:: Dataset entries ::
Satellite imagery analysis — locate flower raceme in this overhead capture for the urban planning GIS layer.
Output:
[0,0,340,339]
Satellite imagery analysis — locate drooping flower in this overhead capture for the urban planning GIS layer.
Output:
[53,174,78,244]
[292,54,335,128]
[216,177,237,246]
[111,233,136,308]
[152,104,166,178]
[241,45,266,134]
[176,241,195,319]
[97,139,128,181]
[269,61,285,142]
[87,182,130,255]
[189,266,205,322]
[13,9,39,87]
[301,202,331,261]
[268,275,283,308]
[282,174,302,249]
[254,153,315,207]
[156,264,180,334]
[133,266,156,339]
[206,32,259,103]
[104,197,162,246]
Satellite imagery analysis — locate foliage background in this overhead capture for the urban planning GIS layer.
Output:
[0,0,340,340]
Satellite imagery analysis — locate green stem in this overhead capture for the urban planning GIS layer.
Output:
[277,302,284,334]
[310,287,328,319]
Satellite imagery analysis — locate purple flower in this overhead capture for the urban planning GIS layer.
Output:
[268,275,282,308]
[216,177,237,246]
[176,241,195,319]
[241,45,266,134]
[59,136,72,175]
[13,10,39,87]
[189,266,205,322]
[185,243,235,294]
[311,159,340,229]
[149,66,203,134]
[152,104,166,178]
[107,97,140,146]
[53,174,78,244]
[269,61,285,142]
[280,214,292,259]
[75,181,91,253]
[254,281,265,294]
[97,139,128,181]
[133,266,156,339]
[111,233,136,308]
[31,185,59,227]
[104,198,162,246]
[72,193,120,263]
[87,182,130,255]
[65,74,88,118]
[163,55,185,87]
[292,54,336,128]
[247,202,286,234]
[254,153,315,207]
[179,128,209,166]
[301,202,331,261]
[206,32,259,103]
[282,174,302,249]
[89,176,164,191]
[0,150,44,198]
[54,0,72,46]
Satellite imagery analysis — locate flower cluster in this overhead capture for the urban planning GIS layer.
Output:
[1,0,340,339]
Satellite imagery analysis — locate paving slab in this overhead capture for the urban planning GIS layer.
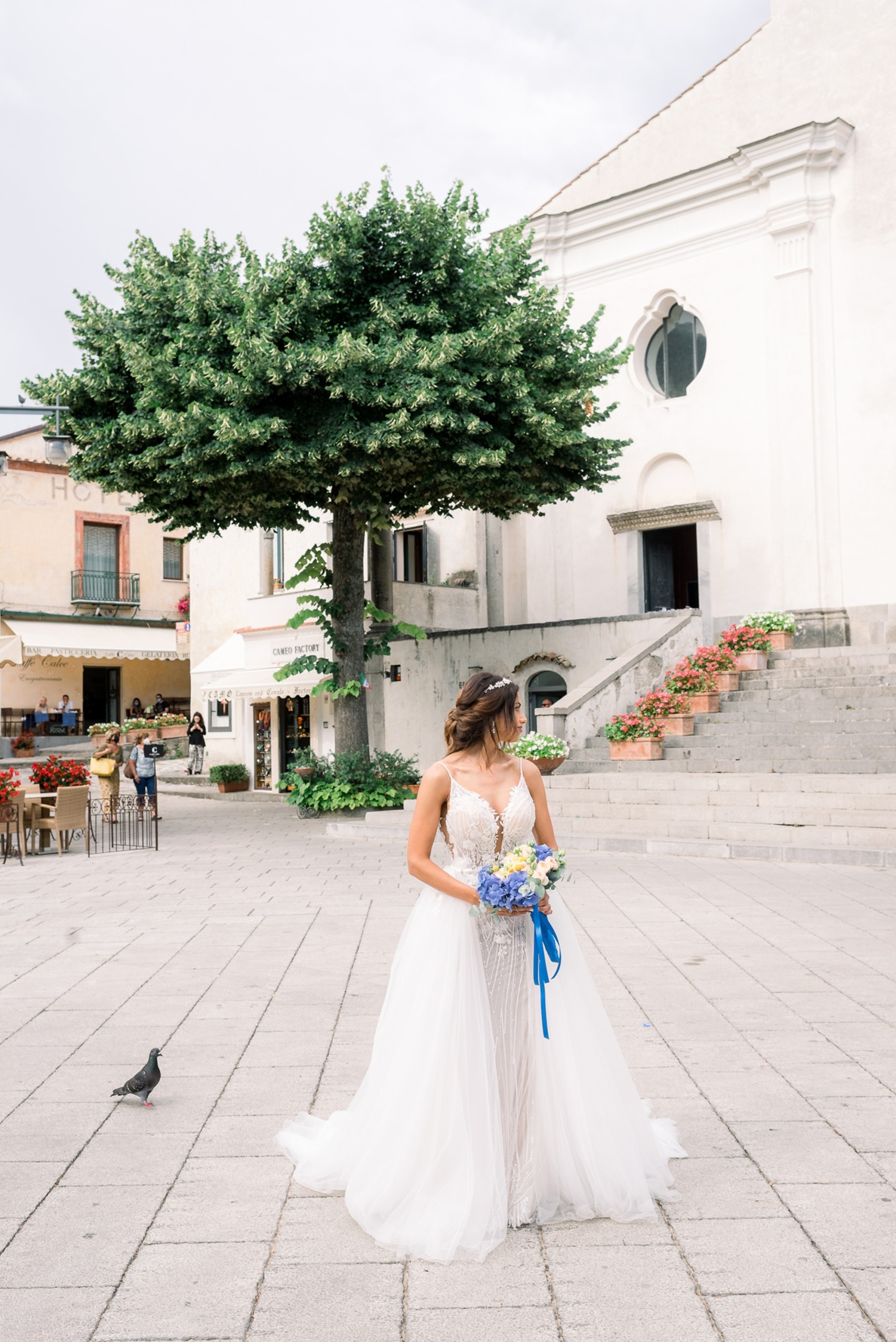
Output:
[0,774,896,1342]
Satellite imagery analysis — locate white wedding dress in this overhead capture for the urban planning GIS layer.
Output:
[278,765,685,1263]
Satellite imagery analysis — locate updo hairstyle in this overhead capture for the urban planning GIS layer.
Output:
[445,671,519,754]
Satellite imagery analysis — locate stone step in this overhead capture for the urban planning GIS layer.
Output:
[555,750,896,776]
[327,820,896,867]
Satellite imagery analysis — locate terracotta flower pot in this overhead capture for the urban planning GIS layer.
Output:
[533,755,566,773]
[737,652,769,671]
[610,737,663,760]
[663,719,694,737]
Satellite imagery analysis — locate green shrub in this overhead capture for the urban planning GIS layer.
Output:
[288,750,420,810]
[504,731,569,760]
[208,764,250,782]
[740,611,797,633]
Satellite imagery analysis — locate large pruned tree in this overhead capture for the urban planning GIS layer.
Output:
[23,180,628,750]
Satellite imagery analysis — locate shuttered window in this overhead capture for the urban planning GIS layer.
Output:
[163,539,183,578]
[83,522,118,573]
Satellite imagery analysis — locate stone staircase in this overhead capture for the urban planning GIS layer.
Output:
:::
■ Given problem
Render the lines starting at the beginning of the records and ending at the line containing "[0,0,340,339]" as a JSON list of strings, one string per line, with blank lines omitted.

■ Answer to the task
[
  "Satellite imagery analysis — locate flower raceme in this overhead capture for the urban planning GIS layer.",
  "Output:",
  "[0,0,340,339]"
]